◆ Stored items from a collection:
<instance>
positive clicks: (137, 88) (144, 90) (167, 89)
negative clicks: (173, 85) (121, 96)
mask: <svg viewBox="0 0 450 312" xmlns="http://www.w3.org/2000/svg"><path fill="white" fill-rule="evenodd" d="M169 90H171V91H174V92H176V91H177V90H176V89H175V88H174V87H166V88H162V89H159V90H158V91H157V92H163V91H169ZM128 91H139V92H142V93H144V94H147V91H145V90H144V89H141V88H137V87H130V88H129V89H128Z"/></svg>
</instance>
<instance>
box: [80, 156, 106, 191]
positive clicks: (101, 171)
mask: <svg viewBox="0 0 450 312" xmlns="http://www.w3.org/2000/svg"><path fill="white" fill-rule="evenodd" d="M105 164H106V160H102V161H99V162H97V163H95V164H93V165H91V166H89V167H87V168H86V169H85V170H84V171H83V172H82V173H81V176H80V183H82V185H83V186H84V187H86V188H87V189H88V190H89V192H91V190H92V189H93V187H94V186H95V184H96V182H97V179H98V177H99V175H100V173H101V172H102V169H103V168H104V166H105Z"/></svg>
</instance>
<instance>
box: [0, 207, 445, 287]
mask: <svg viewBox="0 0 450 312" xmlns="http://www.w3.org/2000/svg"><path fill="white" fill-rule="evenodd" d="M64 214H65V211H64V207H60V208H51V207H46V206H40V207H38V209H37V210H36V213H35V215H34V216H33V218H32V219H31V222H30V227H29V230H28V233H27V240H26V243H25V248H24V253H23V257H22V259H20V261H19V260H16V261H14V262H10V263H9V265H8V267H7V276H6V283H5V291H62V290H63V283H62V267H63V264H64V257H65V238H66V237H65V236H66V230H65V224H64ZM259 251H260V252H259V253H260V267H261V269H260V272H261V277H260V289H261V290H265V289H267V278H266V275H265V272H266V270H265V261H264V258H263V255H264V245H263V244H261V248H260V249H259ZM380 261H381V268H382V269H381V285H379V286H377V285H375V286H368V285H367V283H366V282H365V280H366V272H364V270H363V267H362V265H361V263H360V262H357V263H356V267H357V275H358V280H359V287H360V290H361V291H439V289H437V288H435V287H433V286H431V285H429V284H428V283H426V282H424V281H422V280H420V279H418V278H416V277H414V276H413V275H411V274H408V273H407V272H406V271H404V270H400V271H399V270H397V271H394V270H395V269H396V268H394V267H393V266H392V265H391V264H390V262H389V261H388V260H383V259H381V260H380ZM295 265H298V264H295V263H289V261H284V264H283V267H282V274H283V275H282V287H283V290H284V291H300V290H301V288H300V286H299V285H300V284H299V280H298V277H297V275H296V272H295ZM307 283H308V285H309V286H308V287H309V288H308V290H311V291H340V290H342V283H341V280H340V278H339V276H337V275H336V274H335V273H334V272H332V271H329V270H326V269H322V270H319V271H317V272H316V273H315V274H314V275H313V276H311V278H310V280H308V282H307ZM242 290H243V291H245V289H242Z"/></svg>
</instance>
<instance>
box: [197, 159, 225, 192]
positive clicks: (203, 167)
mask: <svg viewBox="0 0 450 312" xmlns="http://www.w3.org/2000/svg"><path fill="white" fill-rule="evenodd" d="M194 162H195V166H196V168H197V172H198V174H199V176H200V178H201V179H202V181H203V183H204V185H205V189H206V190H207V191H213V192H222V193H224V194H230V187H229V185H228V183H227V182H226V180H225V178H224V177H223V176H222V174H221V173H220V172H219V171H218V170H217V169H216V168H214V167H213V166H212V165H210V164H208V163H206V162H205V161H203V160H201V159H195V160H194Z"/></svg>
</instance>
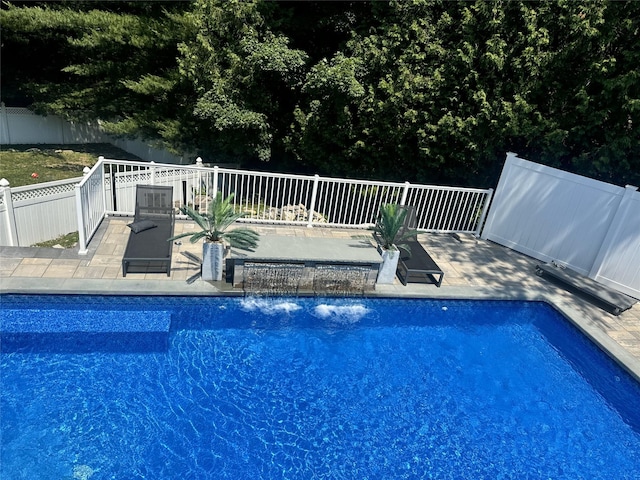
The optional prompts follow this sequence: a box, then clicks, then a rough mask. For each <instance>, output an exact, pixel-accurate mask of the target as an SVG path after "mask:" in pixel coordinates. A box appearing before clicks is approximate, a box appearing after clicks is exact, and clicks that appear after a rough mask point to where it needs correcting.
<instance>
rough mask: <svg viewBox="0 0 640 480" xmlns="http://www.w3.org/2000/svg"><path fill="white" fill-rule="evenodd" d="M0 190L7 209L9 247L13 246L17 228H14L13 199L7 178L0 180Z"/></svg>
mask: <svg viewBox="0 0 640 480" xmlns="http://www.w3.org/2000/svg"><path fill="white" fill-rule="evenodd" d="M0 191H1V194H2V196H3V197H4V205H5V208H6V209H7V214H6V219H7V237H9V245H8V246H9V247H15V246H18V245H16V241H17V238H18V230H17V228H16V216H15V214H14V213H13V199H12V198H11V185H10V184H9V180H7V179H6V178H3V179H1V180H0Z"/></svg>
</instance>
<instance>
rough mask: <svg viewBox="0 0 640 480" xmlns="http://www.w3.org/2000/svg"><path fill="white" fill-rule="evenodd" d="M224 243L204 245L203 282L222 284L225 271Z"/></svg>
mask: <svg viewBox="0 0 640 480" xmlns="http://www.w3.org/2000/svg"><path fill="white" fill-rule="evenodd" d="M224 251H225V247H224V244H223V243H208V242H205V243H204V244H203V245H202V280H205V281H208V282H212V281H214V282H220V281H221V280H222V273H223V271H224Z"/></svg>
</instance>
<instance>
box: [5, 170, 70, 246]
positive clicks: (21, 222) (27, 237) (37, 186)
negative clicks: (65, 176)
mask: <svg viewBox="0 0 640 480" xmlns="http://www.w3.org/2000/svg"><path fill="white" fill-rule="evenodd" d="M79 181H80V179H79V178H75V179H69V180H61V181H56V182H47V183H41V184H38V185H37V186H36V187H35V188H34V187H33V186H29V187H16V188H12V189H11V201H12V204H13V217H14V219H15V233H16V235H15V236H16V238H13V239H9V238H8V236H7V235H6V233H5V234H4V235H3V240H6V241H7V243H5V245H6V244H13V245H15V246H21V247H28V246H31V245H33V244H35V243H39V242H43V241H47V240H51V239H54V238H56V237H59V236H61V235H66V234H67V233H71V232H75V231H77V230H78V222H77V213H76V212H77V210H76V200H75V185H76V184H77V183H78V182H79ZM3 203H4V202H3ZM0 218H1V219H2V220H1V223H2V225H1V226H0V229H1V230H3V231H5V232H6V231H8V229H9V228H11V226H10V225H6V223H7V221H8V220H7V216H6V215H2V217H0Z"/></svg>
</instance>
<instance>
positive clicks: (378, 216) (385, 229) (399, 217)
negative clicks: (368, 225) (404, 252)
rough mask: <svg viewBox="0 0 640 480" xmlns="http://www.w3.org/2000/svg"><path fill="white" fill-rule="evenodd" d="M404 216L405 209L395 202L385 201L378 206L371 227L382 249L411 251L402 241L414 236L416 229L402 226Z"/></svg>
mask: <svg viewBox="0 0 640 480" xmlns="http://www.w3.org/2000/svg"><path fill="white" fill-rule="evenodd" d="M406 217H407V209H406V208H403V207H401V206H400V205H398V204H396V203H385V204H383V205H381V206H380V213H379V215H378V219H377V220H376V224H375V226H374V227H373V233H374V235H375V236H376V237H377V238H378V239H379V241H380V246H381V247H382V248H383V249H385V250H391V249H393V248H398V249H400V250H405V251H406V252H408V253H411V249H410V248H409V246H408V245H407V244H406V243H404V242H405V241H406V240H408V239H409V238H412V237H415V236H416V235H417V234H418V231H417V230H412V229H407V228H404V222H405V219H406Z"/></svg>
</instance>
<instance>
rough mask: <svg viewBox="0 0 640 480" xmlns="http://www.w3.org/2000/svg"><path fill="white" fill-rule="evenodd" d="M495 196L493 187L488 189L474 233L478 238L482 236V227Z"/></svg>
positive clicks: (483, 224) (473, 234)
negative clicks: (489, 207) (481, 211)
mask: <svg viewBox="0 0 640 480" xmlns="http://www.w3.org/2000/svg"><path fill="white" fill-rule="evenodd" d="M492 198H493V188H490V189H489V190H487V195H486V198H485V200H484V205H483V207H482V213H481V214H480V220H478V225H477V226H476V231H475V233H474V234H473V235H474V236H475V237H476V238H480V233H481V231H482V227H483V225H484V220H485V218H487V213H489V205H491V199H492Z"/></svg>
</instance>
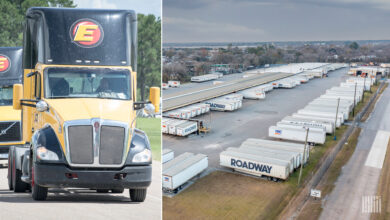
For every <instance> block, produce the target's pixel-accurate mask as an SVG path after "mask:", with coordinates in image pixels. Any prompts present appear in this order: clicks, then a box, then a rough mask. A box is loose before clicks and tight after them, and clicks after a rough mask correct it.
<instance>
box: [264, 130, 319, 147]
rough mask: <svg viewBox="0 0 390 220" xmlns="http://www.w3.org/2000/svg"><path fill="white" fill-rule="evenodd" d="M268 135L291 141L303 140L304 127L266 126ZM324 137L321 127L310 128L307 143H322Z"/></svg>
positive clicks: (315, 143)
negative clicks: (267, 128) (295, 127)
mask: <svg viewBox="0 0 390 220" xmlns="http://www.w3.org/2000/svg"><path fill="white" fill-rule="evenodd" d="M268 136H270V137H273V138H279V139H284V140H291V141H300V142H305V140H306V129H302V128H282V127H277V126H270V127H269V128H268ZM325 139H326V133H325V131H323V130H321V129H315V128H310V129H309V134H308V138H307V141H308V142H309V143H315V144H324V143H325Z"/></svg>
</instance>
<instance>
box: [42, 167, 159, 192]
mask: <svg viewBox="0 0 390 220" xmlns="http://www.w3.org/2000/svg"><path fill="white" fill-rule="evenodd" d="M70 174H71V175H72V176H70ZM75 175H77V177H75ZM120 176H121V177H122V178H118V177H120ZM34 177H35V178H34V179H35V183H36V184H38V185H40V186H44V187H52V188H57V187H59V188H66V187H79V188H92V189H115V188H131V189H134V188H146V187H148V186H149V185H150V183H151V180H152V165H143V166H126V167H124V168H123V169H121V170H72V169H71V168H68V167H67V166H65V165H62V164H38V163H37V164H35V167H34Z"/></svg>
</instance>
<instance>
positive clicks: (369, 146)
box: [320, 88, 390, 220]
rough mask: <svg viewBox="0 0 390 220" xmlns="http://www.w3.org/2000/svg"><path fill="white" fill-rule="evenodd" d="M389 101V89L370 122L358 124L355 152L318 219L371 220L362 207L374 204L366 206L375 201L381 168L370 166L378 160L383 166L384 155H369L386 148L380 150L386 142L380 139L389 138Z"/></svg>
mask: <svg viewBox="0 0 390 220" xmlns="http://www.w3.org/2000/svg"><path fill="white" fill-rule="evenodd" d="M389 100H390V89H389V88H387V89H386V90H385V91H384V92H383V94H382V96H381V97H380V99H379V100H378V102H377V103H376V106H375V109H374V111H373V112H372V113H371V115H370V117H369V119H368V120H367V121H366V122H365V123H361V124H360V126H361V127H362V131H361V133H360V136H359V139H358V144H357V146H356V150H355V152H354V153H353V155H352V157H351V159H350V160H349V161H348V163H347V164H346V165H345V166H344V167H343V168H342V172H341V175H340V176H339V178H338V179H337V181H336V182H335V188H334V189H333V191H332V193H331V194H330V195H329V196H328V197H327V198H326V199H325V206H324V209H323V211H322V214H321V217H320V219H323V220H327V219H367V220H368V219H370V213H367V212H366V210H363V207H365V206H366V205H369V206H373V205H374V204H375V202H374V203H373V202H368V204H366V202H367V199H366V198H371V199H370V200H374V199H376V197H375V196H376V195H377V187H378V183H379V178H380V174H381V166H378V165H376V166H375V165H374V166H373V165H372V164H375V162H377V161H378V160H381V161H382V162H381V163H382V164H383V160H382V157H383V156H384V155H383V153H381V154H377V155H375V156H374V157H371V156H370V157H369V155H370V152H371V151H372V148H373V147H374V146H376V145H378V144H379V145H386V146H381V147H387V144H386V143H387V142H386V141H384V140H380V139H383V138H381V136H383V135H385V136H386V135H387V138H388V136H389V133H390V115H389V112H390V102H389ZM378 138H379V139H378ZM374 152H375V151H374ZM372 155H374V154H372ZM367 158H368V159H367ZM370 161H371V162H370ZM363 202H364V203H363ZM373 208H374V207H373ZM372 210H375V209H372Z"/></svg>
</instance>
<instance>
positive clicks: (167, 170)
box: [162, 154, 208, 191]
mask: <svg viewBox="0 0 390 220" xmlns="http://www.w3.org/2000/svg"><path fill="white" fill-rule="evenodd" d="M207 167H208V158H207V156H206V155H203V154H197V155H195V156H192V157H189V158H187V159H186V160H184V161H182V162H181V163H180V164H178V165H177V166H174V167H171V168H170V169H167V170H164V171H163V175H162V178H163V180H162V182H163V184H162V185H163V189H165V190H167V191H175V190H176V189H178V188H180V187H181V186H182V185H183V184H184V183H186V182H187V181H188V180H190V179H192V178H194V177H195V176H196V175H198V174H200V173H202V172H203V171H204V170H206V169H207Z"/></svg>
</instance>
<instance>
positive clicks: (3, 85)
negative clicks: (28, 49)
mask: <svg viewBox="0 0 390 220" xmlns="http://www.w3.org/2000/svg"><path fill="white" fill-rule="evenodd" d="M22 51H23V50H22V48H21V47H0V86H12V85H13V84H15V83H21V82H22V73H23V71H22Z"/></svg>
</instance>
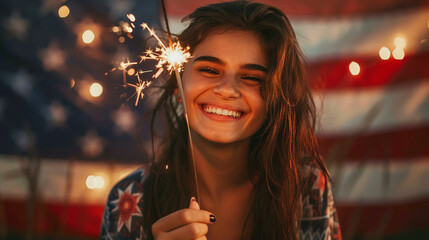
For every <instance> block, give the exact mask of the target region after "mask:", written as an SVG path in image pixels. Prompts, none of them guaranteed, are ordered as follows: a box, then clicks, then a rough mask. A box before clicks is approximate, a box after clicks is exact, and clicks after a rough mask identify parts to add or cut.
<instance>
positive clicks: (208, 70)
mask: <svg viewBox="0 0 429 240" xmlns="http://www.w3.org/2000/svg"><path fill="white" fill-rule="evenodd" d="M198 71H199V72H202V73H205V74H210V75H218V74H219V71H217V70H216V69H214V68H209V67H202V68H199V69H198Z"/></svg>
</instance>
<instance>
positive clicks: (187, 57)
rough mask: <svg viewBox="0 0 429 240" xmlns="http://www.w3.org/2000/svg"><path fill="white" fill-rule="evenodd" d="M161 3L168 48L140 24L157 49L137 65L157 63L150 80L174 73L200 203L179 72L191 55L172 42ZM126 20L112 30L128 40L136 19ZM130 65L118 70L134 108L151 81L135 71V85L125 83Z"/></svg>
mask: <svg viewBox="0 0 429 240" xmlns="http://www.w3.org/2000/svg"><path fill="white" fill-rule="evenodd" d="M161 3H162V8H163V13H164V19H165V23H166V26H167V33H168V37H169V45H168V47H167V46H165V44H164V43H163V42H162V41H161V39H160V38H159V37H158V35H157V34H156V33H155V31H154V30H153V29H151V28H149V26H148V25H147V24H146V23H142V24H141V25H140V26H141V27H142V28H143V30H147V31H148V32H149V34H150V35H151V36H152V37H154V38H155V39H156V40H157V43H158V47H156V48H155V51H152V50H151V49H149V50H147V51H146V52H144V54H145V55H143V56H140V62H139V63H138V64H140V63H141V62H143V61H145V60H155V61H157V64H156V66H155V68H157V69H158V70H157V71H156V73H155V74H154V75H153V76H152V78H154V79H156V78H158V77H159V76H160V74H161V73H162V72H163V71H164V69H167V71H168V73H169V74H171V73H172V72H173V71H174V73H175V75H176V80H177V86H178V89H179V91H180V95H181V97H182V99H183V101H182V106H183V115H184V117H185V120H186V125H187V129H188V136H189V145H190V150H191V157H192V163H193V165H194V177H195V187H196V194H197V195H196V196H197V200H198V201H200V198H199V190H198V176H197V172H196V163H195V157H194V150H193V142H192V136H191V130H190V126H189V118H188V113H187V110H186V104H185V102H186V101H185V95H184V92H183V86H182V79H181V76H180V72H181V71H182V70H183V65H184V64H185V63H186V62H187V61H188V60H189V58H191V53H190V52H189V49H190V48H189V47H185V48H183V47H182V46H181V45H180V42H179V41H176V42H173V40H172V38H171V33H170V28H169V26H168V18H167V15H166V10H165V4H164V1H163V0H161ZM127 18H128V19H129V20H130V24H125V23H122V28H119V27H116V28H114V29H112V30H113V31H114V32H116V33H120V30H122V33H126V35H127V36H128V37H129V38H133V36H132V34H131V33H132V32H133V29H134V28H135V25H134V22H135V21H136V18H135V16H134V15H133V14H128V15H127ZM131 65H137V63H136V62H130V61H129V60H127V62H121V63H120V66H119V67H118V69H120V70H122V71H123V78H124V85H125V86H132V87H134V88H135V90H136V92H135V94H133V95H132V96H131V97H133V96H134V95H135V96H136V102H135V106H137V104H138V101H139V100H140V99H143V96H144V94H143V90H144V89H145V88H146V87H149V86H150V85H151V84H152V81H149V80H146V81H143V80H141V78H140V74H141V73H143V72H145V71H142V70H139V71H137V74H135V76H136V77H137V83H136V84H132V83H127V81H126V72H127V68H128V67H130V66H131ZM131 75H133V74H131Z"/></svg>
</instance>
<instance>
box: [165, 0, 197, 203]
mask: <svg viewBox="0 0 429 240" xmlns="http://www.w3.org/2000/svg"><path fill="white" fill-rule="evenodd" d="M161 5H162V12H163V15H164V20H165V25H166V27H167V33H168V40H169V43H170V48H173V47H174V44H173V40H172V38H171V32H170V27H169V25H168V18H167V11H166V10H165V3H164V0H161ZM179 46H180V45H179ZM173 49H174V48H173ZM173 69H174V73H175V74H176V80H177V87H178V88H179V91H180V95H181V96H182V106H183V115H184V116H185V120H186V127H187V128H188V137H189V145H190V150H191V158H192V164H193V169H194V178H195V188H196V191H197V196H196V197H197V201H198V202H200V191H199V189H198V176H197V165H196V163H195V157H194V144H193V142H192V134H191V128H190V126H189V118H188V111H187V109H186V99H185V94H184V92H183V86H182V78H181V77H180V70H181V66H180V65H178V64H177V63H176V64H175V65H174V68H173ZM200 203H201V202H200Z"/></svg>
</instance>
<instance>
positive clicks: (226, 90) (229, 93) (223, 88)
mask: <svg viewBox="0 0 429 240" xmlns="http://www.w3.org/2000/svg"><path fill="white" fill-rule="evenodd" d="M213 92H214V93H215V94H216V95H218V96H219V97H221V98H223V99H232V98H238V97H239V96H240V90H239V86H238V83H237V80H236V79H235V78H234V77H233V76H224V77H222V78H221V79H219V82H218V84H217V85H216V86H215V87H213Z"/></svg>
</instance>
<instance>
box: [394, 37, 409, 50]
mask: <svg viewBox="0 0 429 240" xmlns="http://www.w3.org/2000/svg"><path fill="white" fill-rule="evenodd" d="M393 43H394V44H395V46H396V47H397V48H402V49H404V48H405V46H406V45H407V42H406V41H405V39H404V38H403V37H396V38H395V41H394V42H393Z"/></svg>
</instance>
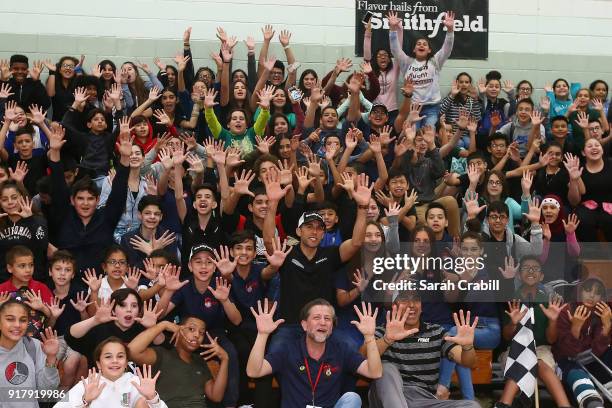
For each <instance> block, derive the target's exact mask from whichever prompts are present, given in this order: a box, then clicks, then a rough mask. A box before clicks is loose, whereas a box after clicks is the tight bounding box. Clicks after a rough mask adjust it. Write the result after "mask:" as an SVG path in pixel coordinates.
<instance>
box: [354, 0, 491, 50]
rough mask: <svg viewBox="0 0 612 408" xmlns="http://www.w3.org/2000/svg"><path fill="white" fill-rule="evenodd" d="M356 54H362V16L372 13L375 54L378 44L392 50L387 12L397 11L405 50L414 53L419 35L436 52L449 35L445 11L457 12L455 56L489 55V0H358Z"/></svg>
mask: <svg viewBox="0 0 612 408" xmlns="http://www.w3.org/2000/svg"><path fill="white" fill-rule="evenodd" d="M355 4H356V10H355V54H356V55H357V56H359V57H362V56H363V35H364V32H365V27H364V24H363V23H362V20H363V18H364V16H365V15H366V13H367V12H371V13H372V18H371V22H372V58H374V51H376V50H377V49H379V48H384V49H387V50H389V49H390V48H389V24H388V22H387V13H389V11H394V12H396V13H397V14H398V17H399V18H401V19H402V20H403V26H404V44H403V48H404V52H405V53H406V54H408V55H412V49H413V48H414V43H415V42H416V39H418V38H422V37H426V38H428V39H429V41H430V45H431V48H432V50H433V51H434V53H435V52H437V51H438V50H439V49H440V47H441V46H442V43H443V42H444V36H445V35H446V27H444V24H443V21H444V13H445V12H446V11H447V10H452V11H454V12H455V43H454V47H453V53H452V54H451V56H450V57H451V58H452V59H479V60H483V59H487V57H488V55H489V54H488V53H489V33H488V29H489V0H439V1H436V0H423V1H419V0H408V1H393V0H356V1H355Z"/></svg>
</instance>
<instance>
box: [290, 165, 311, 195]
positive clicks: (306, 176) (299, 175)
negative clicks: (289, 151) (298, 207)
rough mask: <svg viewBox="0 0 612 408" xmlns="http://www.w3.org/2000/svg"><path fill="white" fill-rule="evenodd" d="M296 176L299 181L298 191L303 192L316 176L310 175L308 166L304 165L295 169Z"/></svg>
mask: <svg viewBox="0 0 612 408" xmlns="http://www.w3.org/2000/svg"><path fill="white" fill-rule="evenodd" d="M295 176H296V178H297V181H298V191H299V192H301V193H303V192H305V191H306V189H307V188H308V186H309V185H310V183H311V182H312V181H313V180H314V178H312V177H308V168H306V167H304V166H302V167H300V168H298V169H297V170H296V171H295Z"/></svg>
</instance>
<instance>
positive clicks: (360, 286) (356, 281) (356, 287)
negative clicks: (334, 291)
mask: <svg viewBox="0 0 612 408" xmlns="http://www.w3.org/2000/svg"><path fill="white" fill-rule="evenodd" d="M351 283H352V284H353V286H355V287H356V288H357V290H358V291H359V293H363V292H365V290H366V289H367V287H368V285H369V284H370V279H368V278H367V276H366V273H365V270H363V272H362V271H361V269H359V268H357V269H356V270H355V272H354V273H353V280H352V281H351Z"/></svg>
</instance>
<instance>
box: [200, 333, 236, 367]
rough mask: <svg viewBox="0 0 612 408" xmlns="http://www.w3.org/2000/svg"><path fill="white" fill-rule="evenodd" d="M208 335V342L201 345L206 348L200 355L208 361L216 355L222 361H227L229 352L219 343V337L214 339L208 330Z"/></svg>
mask: <svg viewBox="0 0 612 408" xmlns="http://www.w3.org/2000/svg"><path fill="white" fill-rule="evenodd" d="M206 337H208V344H202V345H201V346H200V347H202V348H204V349H206V350H205V351H203V352H201V353H200V355H201V356H202V357H204V360H206V361H208V360H210V359H212V358H215V357H216V358H218V359H219V360H220V361H226V360H227V359H229V357H228V354H227V352H226V351H225V350H224V349H223V347H221V346H220V345H219V342H218V341H217V339H218V337H215V338H214V339H213V338H212V337H211V335H210V333H208V332H206Z"/></svg>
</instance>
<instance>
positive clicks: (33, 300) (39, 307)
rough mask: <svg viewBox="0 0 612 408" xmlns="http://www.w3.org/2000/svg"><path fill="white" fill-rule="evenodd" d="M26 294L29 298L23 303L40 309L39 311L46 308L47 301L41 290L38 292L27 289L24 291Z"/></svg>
mask: <svg viewBox="0 0 612 408" xmlns="http://www.w3.org/2000/svg"><path fill="white" fill-rule="evenodd" d="M24 296H25V298H26V299H27V300H25V301H24V302H23V303H25V304H26V305H28V306H30V308H31V309H34V310H38V311H39V312H42V311H43V310H44V309H45V303H44V302H43V300H42V297H41V295H40V290H39V291H38V292H34V291H33V290H27V291H25V292H24Z"/></svg>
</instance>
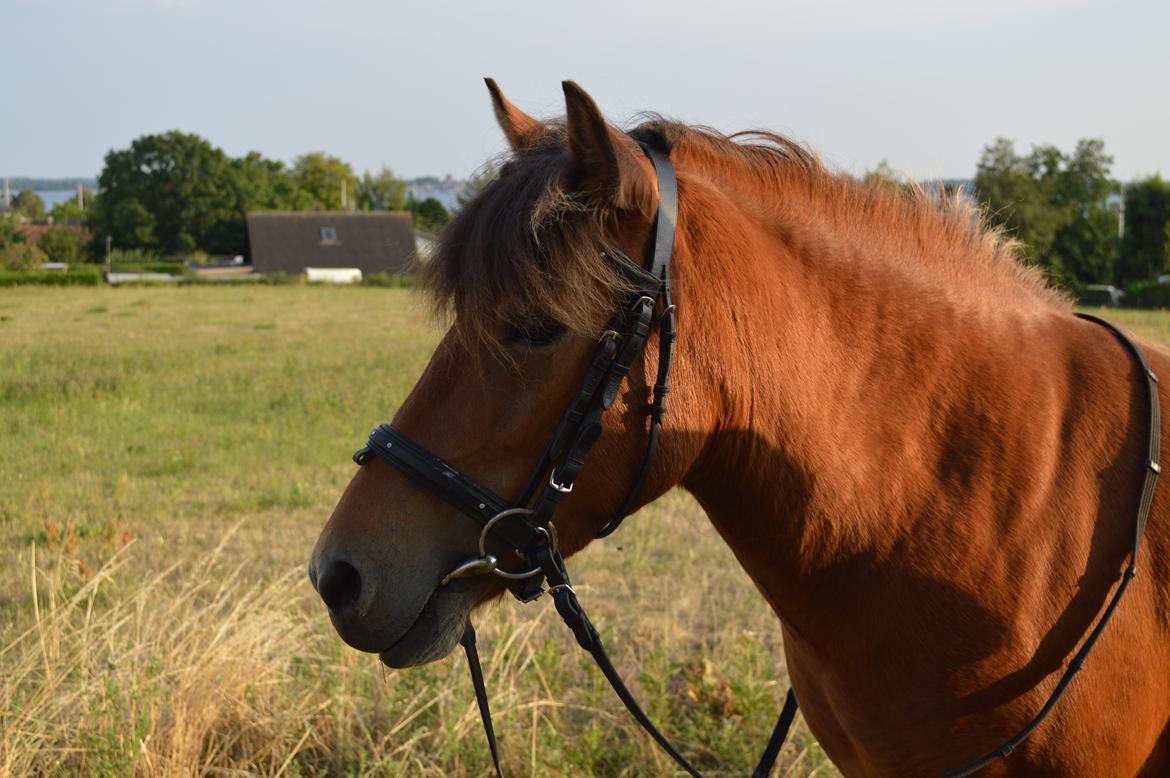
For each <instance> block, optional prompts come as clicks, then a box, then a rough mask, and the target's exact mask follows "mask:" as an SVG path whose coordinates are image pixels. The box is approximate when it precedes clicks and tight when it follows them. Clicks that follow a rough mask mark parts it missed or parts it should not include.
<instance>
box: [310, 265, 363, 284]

◆ What you have to do: Lay out the stretch of items that opens with the line containing "negative clicks: (489, 207) (481, 211)" and closes with the line containing "box: [320, 88, 390, 220]" as a Markdown table with the columns Row and Line, numbering each line and skipping blank ones. Omit the pictures from the table.

◆ Task result:
| Row | Line |
|---|---|
| 1 | negative clicks: (489, 207) (481, 211) |
| 2 | mask: <svg viewBox="0 0 640 480" xmlns="http://www.w3.org/2000/svg"><path fill="white" fill-rule="evenodd" d="M492 198H493V188H490V189H489V190H487V195H486V198H485V200H484V205H483V207H482V213H481V214H480V220H478V225H477V226H476V231H475V233H474V234H473V235H474V236H475V237H476V238H480V233H481V231H482V227H483V225H484V220H485V218H487V213H489V205H491V199H492Z"/></svg> |
| 3 | </instance> |
| 4 | For every <instance> block, produce the target's pixel-accurate mask as an SVG path after "mask:", with coordinates in image pixels. Any prompts present appear in this order: clicks, then a box, then a rough mask. A box is loose before clicks and tight after them, and clicks after a rough mask correct it. |
| 5 | <instance> |
| 6 | box: [264, 130, 319, 147] |
| 7 | rough mask: <svg viewBox="0 0 390 220" xmlns="http://www.w3.org/2000/svg"><path fill="white" fill-rule="evenodd" d="M268 135L291 141L303 140L304 127L266 126ZM324 137L321 127L310 128L307 143H322Z"/></svg> |
| 8 | positive clicks: (315, 143) |
| 9 | negative clicks: (267, 128) (295, 127) |
| 10 | mask: <svg viewBox="0 0 390 220" xmlns="http://www.w3.org/2000/svg"><path fill="white" fill-rule="evenodd" d="M268 136H270V137H273V138H279V139H284V140H291V141H300V142H305V140H306V129H302V128H282V127H277V126H270V127H269V128H268ZM325 139H326V133H325V131H323V130H321V129H315V128H310V129H309V134H308V138H307V141H308V142H309V143H315V144H324V143H325Z"/></svg> |
| 11 | </instance> |
| 12 | <instance> |
| 13 | box: [42, 167, 159, 192] |
| 14 | mask: <svg viewBox="0 0 390 220" xmlns="http://www.w3.org/2000/svg"><path fill="white" fill-rule="evenodd" d="M70 174H71V175H72V176H70ZM75 175H77V177H75ZM120 176H121V177H122V178H118V177H120ZM34 177H35V178H34V179H35V183H36V184H38V185H40V186H44V187H52V188H57V187H59V188H66V187H79V188H92V189H115V188H131V189H134V188H146V187H148V186H149V185H150V183H151V180H152V165H143V166H126V167H124V168H123V169H121V170H72V169H71V168H68V167H67V166H65V165H62V164H38V163H37V164H35V167H34Z"/></svg> |
| 15 | </instance> |
| 16 | <instance> |
| 17 | positive clicks: (369, 146) |
| 18 | box: [320, 88, 390, 220] |